What is needed - Please state how, according to the post on the root canal and the garden, the summer cucumbers differ from the ones picked in the spring.

Provided text -
>>>

Lowered the Boat

I had the root canal thing on Monday. It wasn’t near as much fun as I thought it would be. A couple of weeks ago I went for a routine cleaning and dental exam where the dentist picked up on an abscess under a crowned tooth. I went to a specialist who said it had been dead for quite some time. It turns out there was a natural drain going on so it never hurt but was dripping nasty material into my body – slow enough that my system could handle it. They drilled out the center of the tooth, down into 3 roots, cleaned out all the infection, and did a temporary filling. The process took 2 hours this trip and will take another 2 in a couple of weeks where the temporary fillings are replaced with permanent ones. I will say that there was no pain before, during, or after the procedure – unless you count a pain in the wallet.

It took three days but I did finally get through the whole garden-weeding and cutting back the plants that were past their prime, mostly tomatoes, and tilling those areas that hadn’t been done in several years. The compost pile is totally full a bit earlier than I had planned and kind of squishy with all the rain. I decided to take a walk on the wild side and plant some squash seeds directly in the garden. Normally that would be stupid in August but the cucumbers are doing so well that this may just be the exceptional season where it will work. The pic shows the load of fruit on just one plant. There is one slight difference between these summer cuc’s and the ones we pick in the spring – they’re more slender. They taste exactly the same and are the same length but don’t fill out as fully. I planted two different varieties of zucchini, a butternut, and a spaghetti squash. I also started tomato and pepper seeds inside and, another stretch crop, two varieties of cabbage. All of those will go in the garden mid September. Oh yeah, now picking pole beans and eggplant on a daily basis. That’s normal for the eggplant but not so much for the beans.

<<<

Source information -
>>>

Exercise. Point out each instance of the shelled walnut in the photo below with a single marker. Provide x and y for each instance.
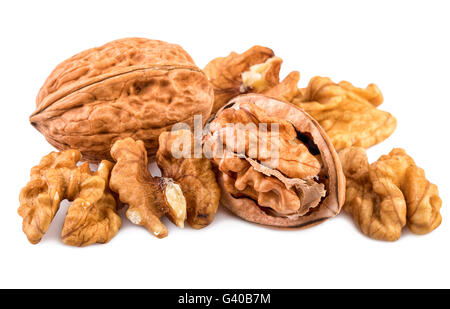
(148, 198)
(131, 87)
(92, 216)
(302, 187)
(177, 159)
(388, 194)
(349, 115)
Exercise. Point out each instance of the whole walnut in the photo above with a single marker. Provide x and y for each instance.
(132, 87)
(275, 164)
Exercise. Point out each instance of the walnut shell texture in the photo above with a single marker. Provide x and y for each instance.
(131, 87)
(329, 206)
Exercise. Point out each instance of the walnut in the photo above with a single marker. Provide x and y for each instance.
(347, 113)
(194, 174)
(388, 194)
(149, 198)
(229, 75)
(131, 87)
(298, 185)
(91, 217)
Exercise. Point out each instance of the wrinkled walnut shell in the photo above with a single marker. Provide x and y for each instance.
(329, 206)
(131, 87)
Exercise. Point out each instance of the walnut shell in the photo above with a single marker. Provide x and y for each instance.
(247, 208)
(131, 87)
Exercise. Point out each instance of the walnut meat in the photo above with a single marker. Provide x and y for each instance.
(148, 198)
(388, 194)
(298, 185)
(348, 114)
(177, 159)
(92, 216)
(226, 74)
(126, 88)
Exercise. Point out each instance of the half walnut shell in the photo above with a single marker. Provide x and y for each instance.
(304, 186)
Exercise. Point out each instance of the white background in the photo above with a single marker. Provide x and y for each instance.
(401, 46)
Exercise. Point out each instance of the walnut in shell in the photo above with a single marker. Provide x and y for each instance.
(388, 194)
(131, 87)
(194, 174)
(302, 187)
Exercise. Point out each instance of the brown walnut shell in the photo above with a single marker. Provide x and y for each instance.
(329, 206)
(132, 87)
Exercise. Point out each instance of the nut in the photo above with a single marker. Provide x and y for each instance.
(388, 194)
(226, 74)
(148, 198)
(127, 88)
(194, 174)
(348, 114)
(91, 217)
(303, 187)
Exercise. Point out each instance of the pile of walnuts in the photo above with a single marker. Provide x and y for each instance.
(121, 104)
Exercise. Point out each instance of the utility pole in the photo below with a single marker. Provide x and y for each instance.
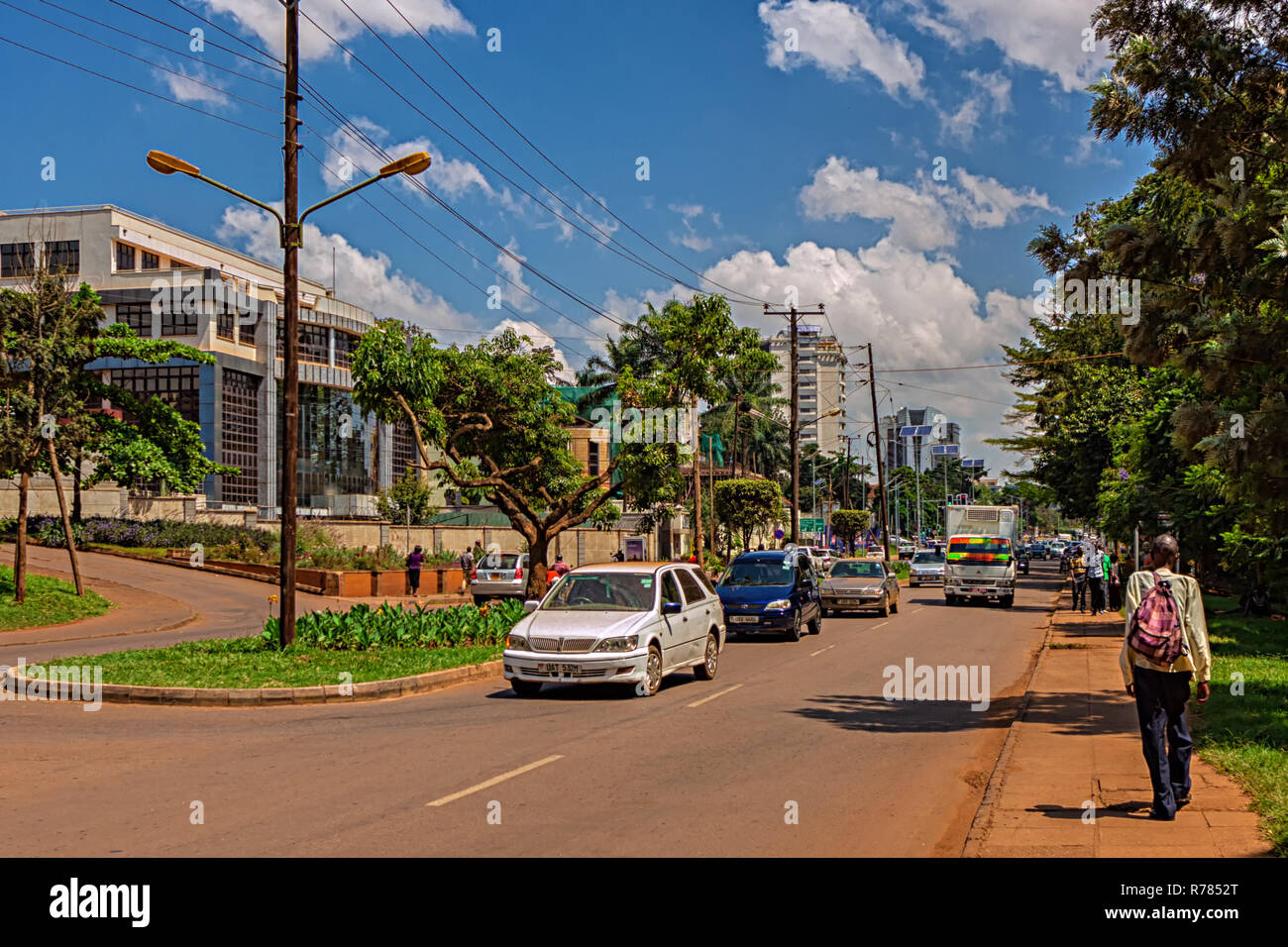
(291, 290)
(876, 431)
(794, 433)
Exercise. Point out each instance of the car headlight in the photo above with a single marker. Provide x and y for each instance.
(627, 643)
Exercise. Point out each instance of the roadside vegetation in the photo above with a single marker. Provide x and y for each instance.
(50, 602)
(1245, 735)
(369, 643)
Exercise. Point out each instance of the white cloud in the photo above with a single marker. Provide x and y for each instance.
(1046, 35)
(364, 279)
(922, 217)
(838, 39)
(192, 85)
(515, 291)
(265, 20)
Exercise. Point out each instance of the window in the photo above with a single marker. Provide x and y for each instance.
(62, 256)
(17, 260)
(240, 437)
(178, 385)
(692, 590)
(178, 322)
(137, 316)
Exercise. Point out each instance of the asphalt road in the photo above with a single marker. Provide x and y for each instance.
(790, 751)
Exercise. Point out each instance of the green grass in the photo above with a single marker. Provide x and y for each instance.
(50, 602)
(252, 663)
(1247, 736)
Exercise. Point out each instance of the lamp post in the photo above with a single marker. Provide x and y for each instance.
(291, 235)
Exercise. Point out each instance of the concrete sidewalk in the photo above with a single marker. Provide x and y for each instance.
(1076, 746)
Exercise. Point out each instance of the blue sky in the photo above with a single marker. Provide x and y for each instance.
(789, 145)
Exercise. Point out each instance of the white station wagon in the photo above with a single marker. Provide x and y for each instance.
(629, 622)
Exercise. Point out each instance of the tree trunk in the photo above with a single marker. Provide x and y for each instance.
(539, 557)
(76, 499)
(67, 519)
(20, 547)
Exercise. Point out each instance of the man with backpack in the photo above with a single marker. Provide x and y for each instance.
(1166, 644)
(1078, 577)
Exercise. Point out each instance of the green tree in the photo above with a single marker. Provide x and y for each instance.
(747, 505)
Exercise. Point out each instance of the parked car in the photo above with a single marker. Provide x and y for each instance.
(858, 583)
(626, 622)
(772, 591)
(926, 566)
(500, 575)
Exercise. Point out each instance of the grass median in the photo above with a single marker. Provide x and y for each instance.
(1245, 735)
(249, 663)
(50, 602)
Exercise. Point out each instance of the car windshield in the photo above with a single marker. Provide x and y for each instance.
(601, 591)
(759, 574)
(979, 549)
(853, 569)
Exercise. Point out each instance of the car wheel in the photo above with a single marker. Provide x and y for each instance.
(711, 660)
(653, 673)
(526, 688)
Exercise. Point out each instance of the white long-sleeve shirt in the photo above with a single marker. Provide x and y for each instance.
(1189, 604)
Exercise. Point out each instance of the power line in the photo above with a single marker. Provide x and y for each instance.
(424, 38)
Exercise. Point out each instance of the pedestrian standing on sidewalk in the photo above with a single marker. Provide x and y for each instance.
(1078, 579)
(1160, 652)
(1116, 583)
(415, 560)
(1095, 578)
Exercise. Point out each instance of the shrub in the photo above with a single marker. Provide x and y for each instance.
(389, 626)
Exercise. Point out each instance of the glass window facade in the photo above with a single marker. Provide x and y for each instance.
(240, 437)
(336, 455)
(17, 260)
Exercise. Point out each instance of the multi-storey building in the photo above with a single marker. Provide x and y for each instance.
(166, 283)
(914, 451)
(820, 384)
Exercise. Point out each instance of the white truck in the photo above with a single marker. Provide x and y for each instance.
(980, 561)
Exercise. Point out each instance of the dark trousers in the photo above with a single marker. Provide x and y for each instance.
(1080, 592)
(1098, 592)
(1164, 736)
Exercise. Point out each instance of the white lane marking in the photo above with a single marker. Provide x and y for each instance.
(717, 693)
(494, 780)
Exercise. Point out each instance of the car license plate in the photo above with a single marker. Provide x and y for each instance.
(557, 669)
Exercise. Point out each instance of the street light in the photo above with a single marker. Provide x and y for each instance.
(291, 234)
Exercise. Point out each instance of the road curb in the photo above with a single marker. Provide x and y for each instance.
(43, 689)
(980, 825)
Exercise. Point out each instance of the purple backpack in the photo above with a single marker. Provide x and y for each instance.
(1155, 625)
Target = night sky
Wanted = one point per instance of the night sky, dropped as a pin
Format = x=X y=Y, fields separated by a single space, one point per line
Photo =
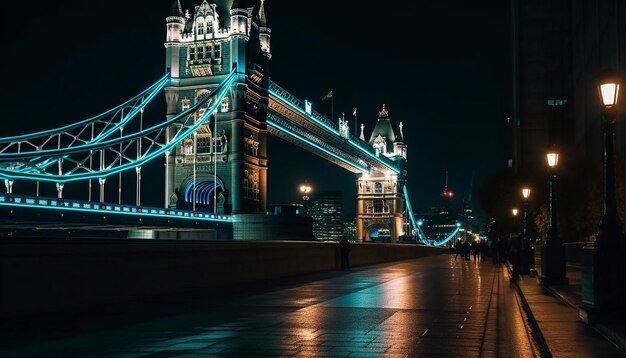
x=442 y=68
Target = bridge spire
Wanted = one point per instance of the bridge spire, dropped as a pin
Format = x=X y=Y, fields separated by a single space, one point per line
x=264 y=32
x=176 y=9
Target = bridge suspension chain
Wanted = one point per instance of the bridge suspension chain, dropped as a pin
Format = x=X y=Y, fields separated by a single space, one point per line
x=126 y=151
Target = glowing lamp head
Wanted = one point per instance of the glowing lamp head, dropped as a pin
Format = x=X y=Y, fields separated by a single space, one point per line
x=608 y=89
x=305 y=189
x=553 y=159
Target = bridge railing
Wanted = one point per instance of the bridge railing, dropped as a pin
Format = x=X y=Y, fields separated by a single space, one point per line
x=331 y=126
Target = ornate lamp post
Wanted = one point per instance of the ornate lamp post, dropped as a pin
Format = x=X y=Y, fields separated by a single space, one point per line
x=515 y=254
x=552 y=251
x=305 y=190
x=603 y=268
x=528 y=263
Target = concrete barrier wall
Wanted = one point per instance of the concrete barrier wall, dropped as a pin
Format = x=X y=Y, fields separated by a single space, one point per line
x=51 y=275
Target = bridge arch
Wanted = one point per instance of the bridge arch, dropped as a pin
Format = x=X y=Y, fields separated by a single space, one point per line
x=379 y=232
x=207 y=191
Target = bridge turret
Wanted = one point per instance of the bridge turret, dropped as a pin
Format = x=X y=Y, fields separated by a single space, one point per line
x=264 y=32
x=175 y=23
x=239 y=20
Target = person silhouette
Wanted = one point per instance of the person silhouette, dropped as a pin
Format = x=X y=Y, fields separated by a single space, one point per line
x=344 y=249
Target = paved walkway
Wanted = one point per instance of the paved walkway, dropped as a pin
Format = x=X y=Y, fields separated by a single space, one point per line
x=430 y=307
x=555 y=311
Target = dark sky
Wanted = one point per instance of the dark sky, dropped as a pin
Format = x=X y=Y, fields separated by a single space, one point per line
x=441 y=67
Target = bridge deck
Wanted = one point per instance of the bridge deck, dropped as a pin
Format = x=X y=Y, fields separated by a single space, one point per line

<<<

Reply - They are more slender and don't fill out as fully, though they taste the same and are the same length.